Supplied data -
==============================

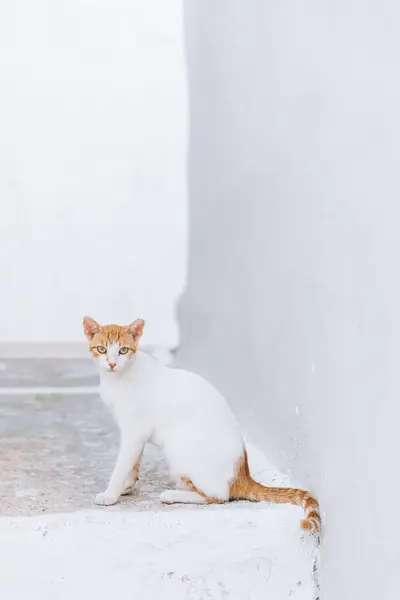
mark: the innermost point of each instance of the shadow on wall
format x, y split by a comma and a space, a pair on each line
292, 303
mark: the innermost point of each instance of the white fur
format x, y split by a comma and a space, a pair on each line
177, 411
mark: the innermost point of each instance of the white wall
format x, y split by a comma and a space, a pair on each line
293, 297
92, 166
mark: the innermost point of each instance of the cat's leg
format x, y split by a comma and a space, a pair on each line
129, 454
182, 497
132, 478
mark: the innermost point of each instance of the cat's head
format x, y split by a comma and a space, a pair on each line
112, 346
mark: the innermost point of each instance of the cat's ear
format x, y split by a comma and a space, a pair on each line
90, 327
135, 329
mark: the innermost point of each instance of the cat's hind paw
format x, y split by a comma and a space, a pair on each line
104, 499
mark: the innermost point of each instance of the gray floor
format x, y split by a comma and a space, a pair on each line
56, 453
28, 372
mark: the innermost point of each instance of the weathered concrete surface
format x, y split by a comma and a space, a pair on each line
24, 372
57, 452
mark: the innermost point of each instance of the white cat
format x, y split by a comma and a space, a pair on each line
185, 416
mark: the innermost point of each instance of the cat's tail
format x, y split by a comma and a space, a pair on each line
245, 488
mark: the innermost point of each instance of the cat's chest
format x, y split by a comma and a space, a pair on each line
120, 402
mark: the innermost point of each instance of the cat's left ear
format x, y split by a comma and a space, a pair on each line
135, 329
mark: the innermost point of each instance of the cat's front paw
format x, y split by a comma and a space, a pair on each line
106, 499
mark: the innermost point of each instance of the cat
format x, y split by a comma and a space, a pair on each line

==============================

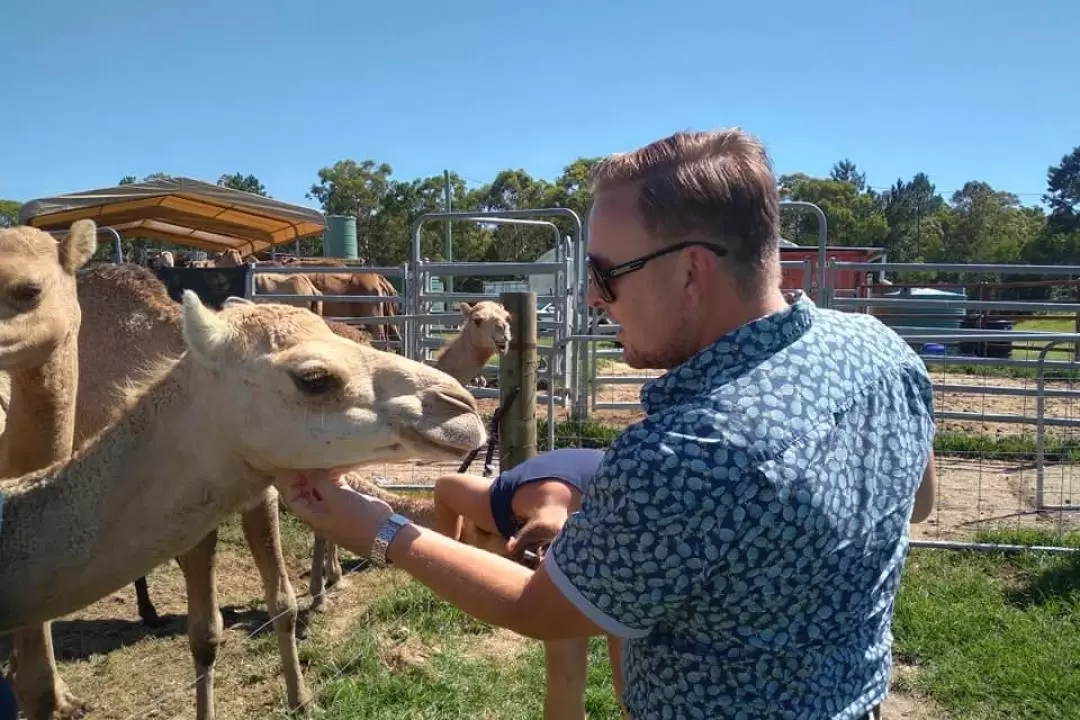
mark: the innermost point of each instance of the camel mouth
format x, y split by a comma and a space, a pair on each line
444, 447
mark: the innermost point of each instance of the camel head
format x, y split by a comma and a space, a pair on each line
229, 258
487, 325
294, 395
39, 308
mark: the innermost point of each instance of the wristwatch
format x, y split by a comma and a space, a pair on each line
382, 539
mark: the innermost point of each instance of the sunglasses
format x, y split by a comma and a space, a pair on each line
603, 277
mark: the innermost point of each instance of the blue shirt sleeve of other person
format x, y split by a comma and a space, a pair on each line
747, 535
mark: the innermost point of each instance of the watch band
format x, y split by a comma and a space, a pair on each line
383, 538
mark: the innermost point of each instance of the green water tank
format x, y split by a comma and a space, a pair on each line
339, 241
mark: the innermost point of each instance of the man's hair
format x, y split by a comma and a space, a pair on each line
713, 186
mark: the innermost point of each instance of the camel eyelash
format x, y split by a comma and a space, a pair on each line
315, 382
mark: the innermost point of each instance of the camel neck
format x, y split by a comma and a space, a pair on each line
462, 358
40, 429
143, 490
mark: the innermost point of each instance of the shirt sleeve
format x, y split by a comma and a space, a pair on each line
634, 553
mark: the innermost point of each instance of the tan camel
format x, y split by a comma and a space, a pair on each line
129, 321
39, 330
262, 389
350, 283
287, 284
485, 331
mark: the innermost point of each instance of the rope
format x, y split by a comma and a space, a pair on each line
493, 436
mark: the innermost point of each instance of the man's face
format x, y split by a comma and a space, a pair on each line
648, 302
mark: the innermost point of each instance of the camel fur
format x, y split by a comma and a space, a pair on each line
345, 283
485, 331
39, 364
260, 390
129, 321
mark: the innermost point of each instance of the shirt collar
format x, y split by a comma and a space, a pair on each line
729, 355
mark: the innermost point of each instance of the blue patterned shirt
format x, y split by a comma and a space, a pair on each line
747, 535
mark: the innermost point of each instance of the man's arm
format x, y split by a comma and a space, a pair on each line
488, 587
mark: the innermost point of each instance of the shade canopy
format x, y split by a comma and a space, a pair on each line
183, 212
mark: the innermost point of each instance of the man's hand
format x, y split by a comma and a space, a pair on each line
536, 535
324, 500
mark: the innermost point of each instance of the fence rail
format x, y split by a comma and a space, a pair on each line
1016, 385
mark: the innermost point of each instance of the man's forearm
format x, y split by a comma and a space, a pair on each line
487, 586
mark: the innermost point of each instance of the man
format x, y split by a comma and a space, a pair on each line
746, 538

==============================

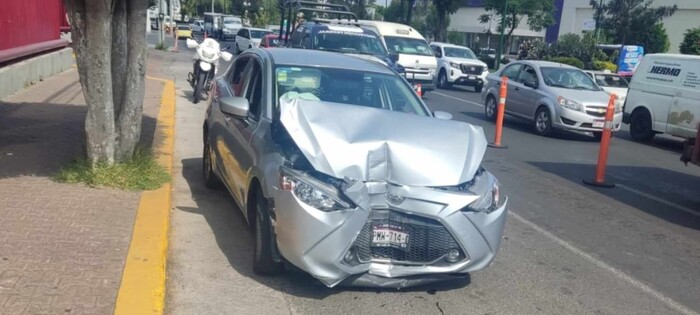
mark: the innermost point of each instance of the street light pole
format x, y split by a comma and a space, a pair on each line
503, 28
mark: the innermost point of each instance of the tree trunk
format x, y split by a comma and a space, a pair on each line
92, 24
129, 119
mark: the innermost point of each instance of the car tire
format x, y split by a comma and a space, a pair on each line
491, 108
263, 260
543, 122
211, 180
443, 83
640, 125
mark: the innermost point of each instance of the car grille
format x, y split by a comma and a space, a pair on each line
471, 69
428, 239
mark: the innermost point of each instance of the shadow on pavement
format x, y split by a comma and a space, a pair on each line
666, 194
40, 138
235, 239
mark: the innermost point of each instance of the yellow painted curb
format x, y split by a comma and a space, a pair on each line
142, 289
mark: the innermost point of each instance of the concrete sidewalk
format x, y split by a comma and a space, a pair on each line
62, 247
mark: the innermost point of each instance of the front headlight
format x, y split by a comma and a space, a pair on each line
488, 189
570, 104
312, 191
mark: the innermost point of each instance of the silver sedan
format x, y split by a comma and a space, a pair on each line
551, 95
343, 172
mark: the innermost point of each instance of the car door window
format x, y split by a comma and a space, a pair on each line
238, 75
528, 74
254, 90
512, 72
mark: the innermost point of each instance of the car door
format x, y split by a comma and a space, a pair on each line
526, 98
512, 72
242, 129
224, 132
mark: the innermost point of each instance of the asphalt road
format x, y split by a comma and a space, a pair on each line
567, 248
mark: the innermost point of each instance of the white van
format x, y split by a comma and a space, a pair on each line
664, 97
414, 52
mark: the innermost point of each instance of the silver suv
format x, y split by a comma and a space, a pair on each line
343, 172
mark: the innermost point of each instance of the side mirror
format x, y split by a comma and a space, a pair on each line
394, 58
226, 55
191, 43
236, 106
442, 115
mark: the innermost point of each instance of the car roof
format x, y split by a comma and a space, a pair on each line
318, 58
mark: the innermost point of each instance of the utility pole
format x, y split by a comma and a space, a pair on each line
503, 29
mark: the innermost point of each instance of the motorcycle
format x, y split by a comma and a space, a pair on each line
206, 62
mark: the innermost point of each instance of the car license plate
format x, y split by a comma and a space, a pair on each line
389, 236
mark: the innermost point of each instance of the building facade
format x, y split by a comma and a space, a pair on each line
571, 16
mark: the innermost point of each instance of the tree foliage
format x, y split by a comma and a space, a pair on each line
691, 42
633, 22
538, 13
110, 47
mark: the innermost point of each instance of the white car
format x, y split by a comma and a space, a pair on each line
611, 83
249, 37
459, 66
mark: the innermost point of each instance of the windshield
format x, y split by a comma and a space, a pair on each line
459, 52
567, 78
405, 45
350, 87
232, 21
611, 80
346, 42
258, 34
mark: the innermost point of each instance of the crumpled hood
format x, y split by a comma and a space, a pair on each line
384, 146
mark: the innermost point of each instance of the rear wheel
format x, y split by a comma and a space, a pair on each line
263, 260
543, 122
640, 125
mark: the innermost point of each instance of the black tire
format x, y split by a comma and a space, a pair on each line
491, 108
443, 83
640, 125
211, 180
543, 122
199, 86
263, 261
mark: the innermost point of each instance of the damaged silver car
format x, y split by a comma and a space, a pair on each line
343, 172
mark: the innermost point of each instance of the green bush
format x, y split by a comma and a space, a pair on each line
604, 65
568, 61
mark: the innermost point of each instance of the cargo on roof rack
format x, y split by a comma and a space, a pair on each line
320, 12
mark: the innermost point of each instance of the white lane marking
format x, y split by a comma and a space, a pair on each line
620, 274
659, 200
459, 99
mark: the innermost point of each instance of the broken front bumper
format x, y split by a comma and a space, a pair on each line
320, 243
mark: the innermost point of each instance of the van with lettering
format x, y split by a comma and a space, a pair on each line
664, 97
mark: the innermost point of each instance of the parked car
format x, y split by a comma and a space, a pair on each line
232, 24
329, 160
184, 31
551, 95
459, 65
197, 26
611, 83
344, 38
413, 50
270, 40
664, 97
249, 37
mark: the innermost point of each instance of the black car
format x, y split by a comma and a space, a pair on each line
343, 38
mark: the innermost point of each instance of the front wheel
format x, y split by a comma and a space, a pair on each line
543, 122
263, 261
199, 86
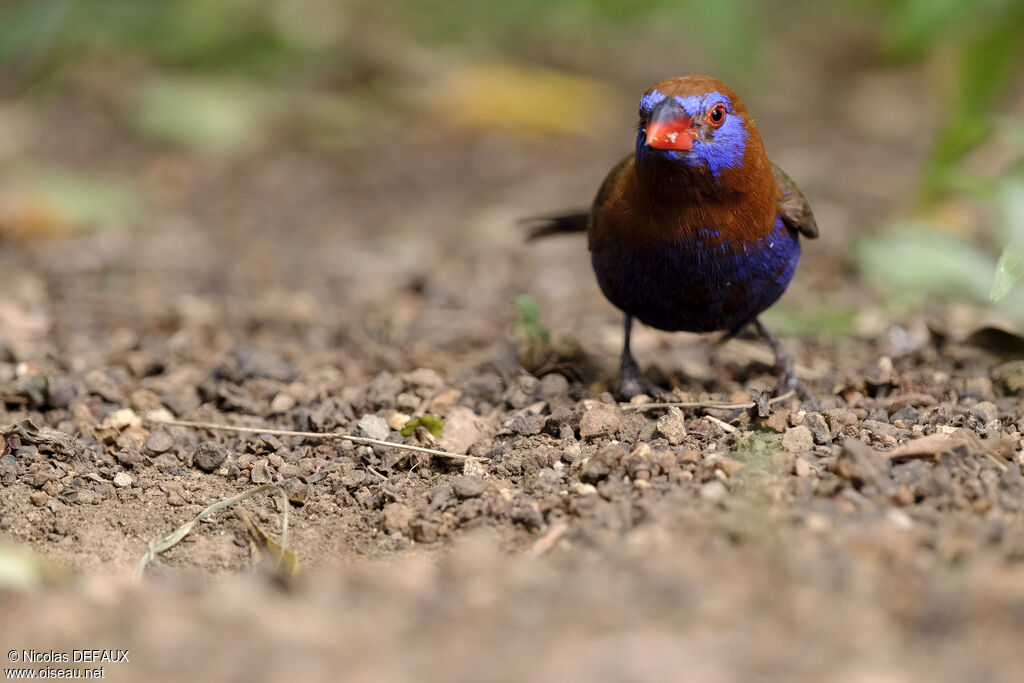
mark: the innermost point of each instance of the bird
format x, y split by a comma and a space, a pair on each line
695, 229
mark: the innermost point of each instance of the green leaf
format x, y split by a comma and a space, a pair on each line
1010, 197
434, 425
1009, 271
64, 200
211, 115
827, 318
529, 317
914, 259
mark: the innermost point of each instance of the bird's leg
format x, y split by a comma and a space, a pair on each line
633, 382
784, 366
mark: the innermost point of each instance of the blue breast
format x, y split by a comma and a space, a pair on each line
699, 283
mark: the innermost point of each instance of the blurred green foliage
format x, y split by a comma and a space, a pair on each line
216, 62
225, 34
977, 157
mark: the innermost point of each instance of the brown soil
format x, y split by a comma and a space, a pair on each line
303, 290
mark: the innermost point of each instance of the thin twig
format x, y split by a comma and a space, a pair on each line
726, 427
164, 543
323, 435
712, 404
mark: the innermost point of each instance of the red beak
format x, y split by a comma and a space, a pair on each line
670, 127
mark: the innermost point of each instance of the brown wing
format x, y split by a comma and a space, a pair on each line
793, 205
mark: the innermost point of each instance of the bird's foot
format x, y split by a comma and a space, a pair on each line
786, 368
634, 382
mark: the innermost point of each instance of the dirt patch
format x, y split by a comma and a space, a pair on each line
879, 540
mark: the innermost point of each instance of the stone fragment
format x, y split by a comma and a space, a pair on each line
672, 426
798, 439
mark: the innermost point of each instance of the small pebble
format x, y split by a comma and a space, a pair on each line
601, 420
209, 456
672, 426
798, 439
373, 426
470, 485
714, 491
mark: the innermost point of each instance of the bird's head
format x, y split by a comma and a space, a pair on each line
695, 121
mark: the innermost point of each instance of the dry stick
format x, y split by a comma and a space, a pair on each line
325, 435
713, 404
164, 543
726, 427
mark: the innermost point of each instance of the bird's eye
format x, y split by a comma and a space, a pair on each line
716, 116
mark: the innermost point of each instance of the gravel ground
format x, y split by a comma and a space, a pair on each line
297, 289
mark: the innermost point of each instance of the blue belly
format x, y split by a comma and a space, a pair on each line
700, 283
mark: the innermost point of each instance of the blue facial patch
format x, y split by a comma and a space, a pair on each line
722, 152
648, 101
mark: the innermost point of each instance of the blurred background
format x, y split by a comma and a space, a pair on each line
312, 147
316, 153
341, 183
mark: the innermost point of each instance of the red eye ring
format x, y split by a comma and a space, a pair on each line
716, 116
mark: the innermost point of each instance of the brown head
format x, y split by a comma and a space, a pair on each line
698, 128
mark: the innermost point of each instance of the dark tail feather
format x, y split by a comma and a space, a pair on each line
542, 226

==============================

Task details - Gather every line of the records above that contains the word "wall".

Full solution -
mark: the innermost point of each instance of the shadow on wall
mark: the innermost point of each instance of the white wall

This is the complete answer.